▶ PROBLEM 1
Using the piece on annual game franchises, answer the following:
(a) Which Madden was the last one the writer bought?
(b) How many copies has Madden 25 sold so far?
(c) After how many hours did the end credits of Modern Warfare 2 roll?

******************************

Alright, let’s talk annual game franchises. It’s a prevalent practice in the industry, and they’re not going away anytime soon, so we’re just going to have to deal. Batman, Call of Duty, Assassin’s Creed and EA Sports titles are dropping faster than Taco Bell induced diarrhea, with more likely on the way. How do hardcore gamers feel about this? Ask, and you’ll find yourself violated with an ambitious string of expletives. When their speech begins to resemble something you can actually understand, you’ll hear plenty of valid complaints… but one major component behind their reasoning is a tad misguided. I’ll address that in a bit, but first, my thoughts on the annual business model.
Overall, it’s not good. The worst offenders, without question, come out of the sports genre. Devs capitalize on roster updates, tweaked physics and gameplay mechanics, making each subsequent iteration a minimal improvement over the last. Oh, and don’t allow yourself to fall in love with any of the new features either, because there’s a good chance they’ll be dropped the following year. From a consumer’s standpoint, I feel these games are little more than incomplete products, Madden being a prime example. Just look at all the reviews from the last 5 years and you’ll see of variety of echoed sentiments – Hit detection isn’t what it should be, offensive AI is too strong, defensive AI too weak, yadda yadda yadda. Isn’t that great? A bunch of noticeable key features, none of which EVER come off as flawless.
How painfully obvious does it have to be that we don’t need a new Madden every year? Furthermore, why do people actually eat it up? Send EA a message – Allow the devs 2 years between each release – They’d be able to make significant changes across the board and actually perfect them, which would ultimately make the final result worth your time and money. In between those releases, just follow-up with some roster updates. It’s a win-win for everyone… except for EA I guess, since they’re used to cashing in on a yearly basis. “Well, nobody is forcing you to buy the game every year.” That’s true, and trust me, I don’t. Madden ’09 was the last I actually bit on, and that’s because my Giants had just won the Super Bowl prior. Point is, devs aren’t given the time they need to create a (nearly) perfect game. Yes, you’ll personally see a significant change if you only bite every 2-3 years, but you’re still getting a lesser quality product than you deserve.
*Interesting fact, by the way – Madden 25 only sold 1 million copies thus far… down from 1.65 mil from the year before. It’s possible that people are waiting to buy the next-gen version, but that’s a significant decrease. Hopefully the trend continues so we can space these games out a bit.
However, we all know that sports are no longer exclusive to the annual business model. No; Now anything that’s been deemed a hit is eligible, which brings us to our first major offender (outside the realm of sports) – Call of Duty… which is basically Madden all over again. Don’t get me wrong, because I was a strong Call of Duty supporter since the beginning. I never thought another franchise would come close to besting Medal of Honor: Allied Assault, but Call of Duty did just that … that is, until the release of Modern Warfare 2. The multiplayer was a marked improvement, but I’ve always considered the single player experience to be paramount. Imagine my surprise then, when I saw Modern Warfare 2’s end credits roll after a measly five hours. I know that quality trumps quantity, but seriously? Five hours? There are a couple of dev teams that trade off with the annual release schedule, so that leaves two years for a dev team to produce the final product… and I can’t fathom how they’re spending their time. Despite the gimped campaign lengths, the multiplayer practically remains the same. New maps, perhaps a new kill-streak package… but that’s it. Even more disappointing? These games have been recycling the same models for years. A main building in a multiplayer map might make its way in the next game’s full length campaign, for example. Hell, even some DLC contained a bunch of recycled maps. What a bargain! People are literally paying for the same experience each year, just with a new coat of paint.

******************************

▶ PROBLEM 2
Rewrite the rows from the line holding "point: plastic bottle" through the end of the rows, inclusive, replacing "spot" with "locate" and leaving everything else unchanged.

▶ Dataset items
******************************

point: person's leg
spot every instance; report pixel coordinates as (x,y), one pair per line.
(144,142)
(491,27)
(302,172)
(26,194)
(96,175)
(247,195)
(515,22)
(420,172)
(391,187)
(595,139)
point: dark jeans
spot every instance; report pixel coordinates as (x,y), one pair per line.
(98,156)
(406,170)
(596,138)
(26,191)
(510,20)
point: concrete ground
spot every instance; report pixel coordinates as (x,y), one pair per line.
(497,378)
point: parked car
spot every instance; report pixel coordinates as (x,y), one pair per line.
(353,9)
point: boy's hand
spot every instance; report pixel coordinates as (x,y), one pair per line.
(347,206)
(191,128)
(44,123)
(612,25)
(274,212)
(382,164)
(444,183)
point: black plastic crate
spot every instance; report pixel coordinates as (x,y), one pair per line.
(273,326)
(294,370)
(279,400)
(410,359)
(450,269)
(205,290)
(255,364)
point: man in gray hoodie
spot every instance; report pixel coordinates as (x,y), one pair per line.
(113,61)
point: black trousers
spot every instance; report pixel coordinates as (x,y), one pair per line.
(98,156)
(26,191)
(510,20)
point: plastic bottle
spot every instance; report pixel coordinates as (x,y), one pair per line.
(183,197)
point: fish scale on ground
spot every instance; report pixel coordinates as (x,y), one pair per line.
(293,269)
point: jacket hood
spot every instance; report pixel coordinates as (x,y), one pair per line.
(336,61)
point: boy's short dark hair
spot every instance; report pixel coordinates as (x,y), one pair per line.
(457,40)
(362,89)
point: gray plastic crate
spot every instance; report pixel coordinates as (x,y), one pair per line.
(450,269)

******************************

▶ CORRECT ANSWER 1
(a) Madden '09
(b) 1 million
(c) Five

▶ CORRECT ANSWER 2
point: plastic bottle
locate every instance; report pixel coordinates as (x,y), one pair per line.
(183,197)
point: fish scale on ground
locate every instance; report pixel coordinates as (x,y), one pair per line.
(293,269)
point: jacket hood
locate every instance; report pixel coordinates as (x,y), one pair per line.
(336,61)
point: boy's short dark hair
locate every instance; report pixel coordinates as (x,y), one pair per line.
(457,40)
(362,89)
point: gray plastic crate
locate every instance; report pixel coordinates as (x,y), one pair per line.
(450,269)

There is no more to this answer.